## Task material:
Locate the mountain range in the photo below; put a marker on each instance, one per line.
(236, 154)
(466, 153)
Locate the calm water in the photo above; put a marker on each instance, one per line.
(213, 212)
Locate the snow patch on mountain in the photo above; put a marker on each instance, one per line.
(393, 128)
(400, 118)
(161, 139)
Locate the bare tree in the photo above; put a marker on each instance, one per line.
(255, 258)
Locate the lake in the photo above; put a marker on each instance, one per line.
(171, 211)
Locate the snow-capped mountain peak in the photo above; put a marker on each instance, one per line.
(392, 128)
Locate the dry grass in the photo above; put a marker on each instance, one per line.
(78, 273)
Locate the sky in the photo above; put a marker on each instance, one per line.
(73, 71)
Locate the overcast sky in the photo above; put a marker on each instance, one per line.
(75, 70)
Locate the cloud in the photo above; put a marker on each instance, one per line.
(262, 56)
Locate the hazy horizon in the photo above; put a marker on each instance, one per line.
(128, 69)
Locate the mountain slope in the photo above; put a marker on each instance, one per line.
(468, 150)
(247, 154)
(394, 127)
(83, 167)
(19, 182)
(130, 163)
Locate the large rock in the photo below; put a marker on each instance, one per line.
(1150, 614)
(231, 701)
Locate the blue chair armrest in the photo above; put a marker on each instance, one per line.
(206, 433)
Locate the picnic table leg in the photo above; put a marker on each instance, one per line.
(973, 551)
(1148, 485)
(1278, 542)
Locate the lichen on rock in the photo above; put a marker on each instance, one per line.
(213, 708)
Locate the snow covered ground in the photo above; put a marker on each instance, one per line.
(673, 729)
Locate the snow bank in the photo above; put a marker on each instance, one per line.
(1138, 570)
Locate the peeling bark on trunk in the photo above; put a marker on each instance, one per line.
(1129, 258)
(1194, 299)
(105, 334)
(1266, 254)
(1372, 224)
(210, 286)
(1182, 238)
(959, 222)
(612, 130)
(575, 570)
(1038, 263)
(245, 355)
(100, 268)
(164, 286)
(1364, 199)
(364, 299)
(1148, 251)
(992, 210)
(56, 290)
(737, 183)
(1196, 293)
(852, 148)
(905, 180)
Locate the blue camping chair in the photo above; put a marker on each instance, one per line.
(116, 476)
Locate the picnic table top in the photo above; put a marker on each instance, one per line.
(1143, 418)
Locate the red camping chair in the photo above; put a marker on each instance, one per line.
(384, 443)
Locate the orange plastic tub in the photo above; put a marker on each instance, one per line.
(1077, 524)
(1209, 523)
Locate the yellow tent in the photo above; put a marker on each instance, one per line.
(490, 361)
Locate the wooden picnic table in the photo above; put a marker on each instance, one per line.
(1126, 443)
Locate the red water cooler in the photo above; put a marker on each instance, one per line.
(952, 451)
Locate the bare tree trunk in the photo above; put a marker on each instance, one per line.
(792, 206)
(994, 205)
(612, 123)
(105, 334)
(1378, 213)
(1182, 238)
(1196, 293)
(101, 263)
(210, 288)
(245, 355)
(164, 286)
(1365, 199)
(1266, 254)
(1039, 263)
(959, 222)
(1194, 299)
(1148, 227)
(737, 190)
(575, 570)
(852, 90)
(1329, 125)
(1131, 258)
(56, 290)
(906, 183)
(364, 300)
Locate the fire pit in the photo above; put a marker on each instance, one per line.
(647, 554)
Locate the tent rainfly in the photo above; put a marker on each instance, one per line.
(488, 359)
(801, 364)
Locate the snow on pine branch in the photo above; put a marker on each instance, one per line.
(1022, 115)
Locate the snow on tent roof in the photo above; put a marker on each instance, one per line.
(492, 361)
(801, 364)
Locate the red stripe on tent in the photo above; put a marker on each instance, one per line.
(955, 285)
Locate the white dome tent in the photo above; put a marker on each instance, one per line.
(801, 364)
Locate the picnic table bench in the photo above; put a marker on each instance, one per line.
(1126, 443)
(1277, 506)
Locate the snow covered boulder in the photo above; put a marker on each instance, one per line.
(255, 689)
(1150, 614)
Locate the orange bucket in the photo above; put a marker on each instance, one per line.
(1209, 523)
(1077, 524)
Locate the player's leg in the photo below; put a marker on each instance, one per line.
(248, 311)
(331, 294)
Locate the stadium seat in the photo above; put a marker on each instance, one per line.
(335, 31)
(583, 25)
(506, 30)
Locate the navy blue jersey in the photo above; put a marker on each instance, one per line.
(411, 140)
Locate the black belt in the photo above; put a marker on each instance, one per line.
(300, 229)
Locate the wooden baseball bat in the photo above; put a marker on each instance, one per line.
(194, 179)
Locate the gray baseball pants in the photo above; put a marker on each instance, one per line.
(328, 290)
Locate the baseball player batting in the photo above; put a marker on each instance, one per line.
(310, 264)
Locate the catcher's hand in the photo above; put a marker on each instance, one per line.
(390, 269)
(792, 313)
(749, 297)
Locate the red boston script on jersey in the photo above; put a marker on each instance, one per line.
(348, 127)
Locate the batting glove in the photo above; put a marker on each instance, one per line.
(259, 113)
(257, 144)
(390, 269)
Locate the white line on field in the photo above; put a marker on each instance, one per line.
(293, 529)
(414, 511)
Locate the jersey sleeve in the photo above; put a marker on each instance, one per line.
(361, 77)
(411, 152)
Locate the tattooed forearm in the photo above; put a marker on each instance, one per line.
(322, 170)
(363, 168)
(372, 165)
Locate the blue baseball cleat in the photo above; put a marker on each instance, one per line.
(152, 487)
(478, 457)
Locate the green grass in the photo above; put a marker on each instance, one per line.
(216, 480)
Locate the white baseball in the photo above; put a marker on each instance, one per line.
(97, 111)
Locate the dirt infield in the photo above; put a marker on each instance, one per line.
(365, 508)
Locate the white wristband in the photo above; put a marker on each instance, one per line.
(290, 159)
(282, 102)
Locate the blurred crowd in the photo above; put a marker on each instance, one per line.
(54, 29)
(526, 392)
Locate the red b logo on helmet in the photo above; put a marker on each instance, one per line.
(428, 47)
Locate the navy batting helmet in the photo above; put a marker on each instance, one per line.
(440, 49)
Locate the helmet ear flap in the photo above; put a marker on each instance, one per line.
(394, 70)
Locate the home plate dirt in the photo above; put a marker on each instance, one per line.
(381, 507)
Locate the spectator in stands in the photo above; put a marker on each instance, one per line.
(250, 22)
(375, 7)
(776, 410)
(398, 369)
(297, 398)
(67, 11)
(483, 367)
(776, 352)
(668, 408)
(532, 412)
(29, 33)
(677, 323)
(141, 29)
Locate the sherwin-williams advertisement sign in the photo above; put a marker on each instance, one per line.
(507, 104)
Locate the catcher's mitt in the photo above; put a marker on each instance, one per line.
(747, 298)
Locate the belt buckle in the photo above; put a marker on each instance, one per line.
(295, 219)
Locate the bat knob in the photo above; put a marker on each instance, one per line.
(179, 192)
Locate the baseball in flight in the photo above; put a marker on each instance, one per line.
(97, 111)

## Instructions to follow:
Reproduce every one of the records above verbatim, keeping each line in its original order.

## Result of this task:
Locate the mountain range in the photo below; put a marker on each instance, one per line.
(236, 154)
(466, 153)
Locate the calm water in the photo above; put a marker on each instance, one per line.
(213, 212)
Locate the snow patch on mountain in the photo above; put a marker on each instance, one per line.
(393, 128)
(400, 118)
(161, 139)
Locate the bare tree in the photo above; put a marker on each instance, one per line.
(255, 258)
Locate the lake in the photo above; put a marker on each instance, one per line.
(171, 211)
Locate the snow-capped mountain peak in the photo above; put a marker on each instance, one per line.
(392, 128)
Locate the dry grass in the photo above; put a marker on each instance, one per line.
(78, 273)
Locate the sky in the photo above; put a marker on each instance, one per line.
(73, 71)
Locate the overcast sky in the photo above; put a marker on each instance, one per line.
(75, 70)
Locate the cloud in the photo above; put a marker on each instance, one per line.
(262, 56)
Locate the hazy horizon in the photo above; put a marker on each instance, one per line.
(128, 69)
Locate the mountain slope in the photo above; put a marker on each instance, one per line.
(468, 150)
(247, 154)
(394, 127)
(83, 167)
(19, 182)
(130, 163)
Locate the large rock in the photo below; put a marker on each instance, one per line.
(1150, 614)
(231, 701)
Locate the blue chair armrest in the photo above; put a marker on each instance, one per line.
(206, 433)
Locate the picnic table leg in the photo above; put a marker on each instance, one per line.
(973, 551)
(1148, 485)
(1278, 542)
Locate the lichen on rock in the photo above; put a marker on each instance, one per line.
(213, 708)
Locate the snow covered ground in the photo above; put a marker on each instance, one per line.
(673, 729)
Locate the snow bank in the photo above; put a marker on each instance, one per line.
(1138, 570)
Locate the peeling bark on trunk in the photo above; put a marker on each instance, one per line.
(1129, 258)
(1194, 299)
(105, 334)
(1266, 254)
(1372, 224)
(210, 286)
(1182, 238)
(959, 222)
(612, 130)
(575, 570)
(1038, 263)
(245, 355)
(100, 268)
(164, 286)
(1364, 199)
(364, 299)
(1148, 251)
(992, 210)
(56, 290)
(737, 183)
(1196, 293)
(852, 148)
(905, 180)
Locate the blue camping chair in the photo above; put a marker on each instance, one per line.
(116, 476)
Locate the picnic table top in the photo above; put a marker on each instance, one per line.
(1143, 418)
Locate the red camping chair in the photo above; put a marker on each instance, one per line.
(384, 443)
Locate the orange plastic tub in the photo above; put a marker on each instance, one per line.
(1077, 524)
(1209, 523)
Locate the yellow tent in the photo above; put a marker on each instance, one per line.
(490, 361)
Locate the wooden picnic table in the photo above; put a marker on each instance, one per line.
(1126, 443)
Locate the red water cooler in the photo above; put a marker on each instance, one per line.
(952, 451)
Locate the bare tree trunk in the photo above; put a marker on each instance, one per line.
(792, 206)
(994, 205)
(612, 123)
(105, 334)
(1378, 213)
(1182, 238)
(1196, 293)
(101, 263)
(210, 288)
(245, 355)
(164, 286)
(1365, 199)
(1266, 254)
(1039, 263)
(959, 222)
(1194, 299)
(1148, 227)
(737, 190)
(575, 570)
(852, 90)
(1329, 125)
(1131, 258)
(56, 290)
(906, 183)
(364, 300)
Locate the fire pit in the photo above; put a marker on each instance, one per line.
(647, 554)
Locate the tent rainfly in the photo above; put a marker on each instance, one per line.
(488, 359)
(801, 364)
Locate the snow on pine branch in the photo above; put a marker on each instance, one per line.
(1022, 115)
Locate the snow on tent roof in the photo above; put a marker on each instance, one per line.
(492, 361)
(801, 364)
Locate the red stripe on tent in the photo above; put a marker on each instance, one per line.
(955, 285)
Locate the white dome tent in the photo above; put a marker on each instance, one per line.
(801, 364)
Locate the picnic table bench in the photo above; put a marker on each instance, one per line.
(1126, 443)
(1277, 506)
Locate the snow covered boulder in the photo above; put a marker on each instance, one per line.
(255, 689)
(1150, 614)
Locate the orange bucket in the photo above; put a marker on each instance, one per line.
(1209, 523)
(1077, 524)
Locate the player's leg in the photo below; put a marker on each instance, one per line.
(248, 311)
(331, 294)
Locate the stadium seat in the photo above; put a marker on each instance, one per line.
(335, 31)
(583, 25)
(506, 30)
Locate the navy blue jersey in the photo above; put a marker on each instance, one per line.
(411, 140)
Locate the black belt in the photo above; put a marker on each instance, one per line.
(300, 229)
Locate the wooden baseball bat in the photo above; put a marker on each instance, one per line.
(194, 179)
Locate the gray baseball pants in the photo above; put a marker on each instance, one per line.
(328, 290)
Locate the baseball player batting in the photo above; put a marker on each instance, one per line.
(310, 264)
Locate the catcher's hand in the photo above; put a marker on each instance, one per line.
(390, 269)
(792, 313)
(749, 297)
Locate the red boston script on jersey in the photo above; put a marker on each instance, one per line.
(348, 127)
Locate the batting glove in the photo above; put a marker on each instance, one per line.
(259, 113)
(257, 144)
(390, 269)
Locate the white line on field in the photo above; put a marker on each instance, one per line.
(293, 529)
(414, 511)
Locate the jersey sleeve in the photo above; put a marker on each instance, one per line.
(361, 77)
(411, 152)
Locate the tattooed forearm in the photo above; put a marker on each instance, one per line.
(322, 170)
(363, 168)
(372, 165)
Locate the blue baseball cleat in the photo above; put a marker on each instance, one per line.
(152, 487)
(478, 457)
Locate the green grass in the photo above; put a marker on each instance, one per line.
(216, 480)
Locate the white baseball in the photo above; put a marker on each instance, one per line.
(97, 111)
Locate the dirt infield in the photo above; put a marker on each instance, one per line.
(365, 508)
Locate the white wristband in the photo above; put a marker on each instance, one per line.
(290, 159)
(282, 102)
Locate the blurred crowd in the photo above; put a marker on each instance, one per line.
(54, 29)
(526, 392)
Locate the red b logo on helmet in the photo above; put a marker on each instance, one per line.
(428, 47)
Locate the navy batting helmet in the photo above; put a marker on each instance, one per line.
(440, 49)
Locate the helmet ear flap in the photo above; put a marker on each instance, one per line.
(394, 70)
Locate the home plate dirt in the photo above; put a marker on each instance, one per line.
(381, 507)
Locate the spectator in stands in the photo above; put a marker on each instance, one per line.
(250, 22)
(375, 7)
(776, 410)
(398, 369)
(297, 398)
(67, 11)
(483, 367)
(776, 352)
(668, 408)
(532, 412)
(29, 33)
(677, 323)
(141, 29)
Locate the sherwin-williams advertisement sign in the photo above; put a marker on each instance, one per line.
(507, 104)
Locate the catcher's mitt in the photo above; put a marker on each instance, one per line.
(747, 298)
Locate the belt buckle in the photo above; put a marker on each instance, one per line.
(295, 219)
Locate the bat knob in the photo above; put a marker on each instance, one per line.
(179, 192)
Locate the baseball in flight in the photo above; put a marker on each instance, one per line.
(97, 111)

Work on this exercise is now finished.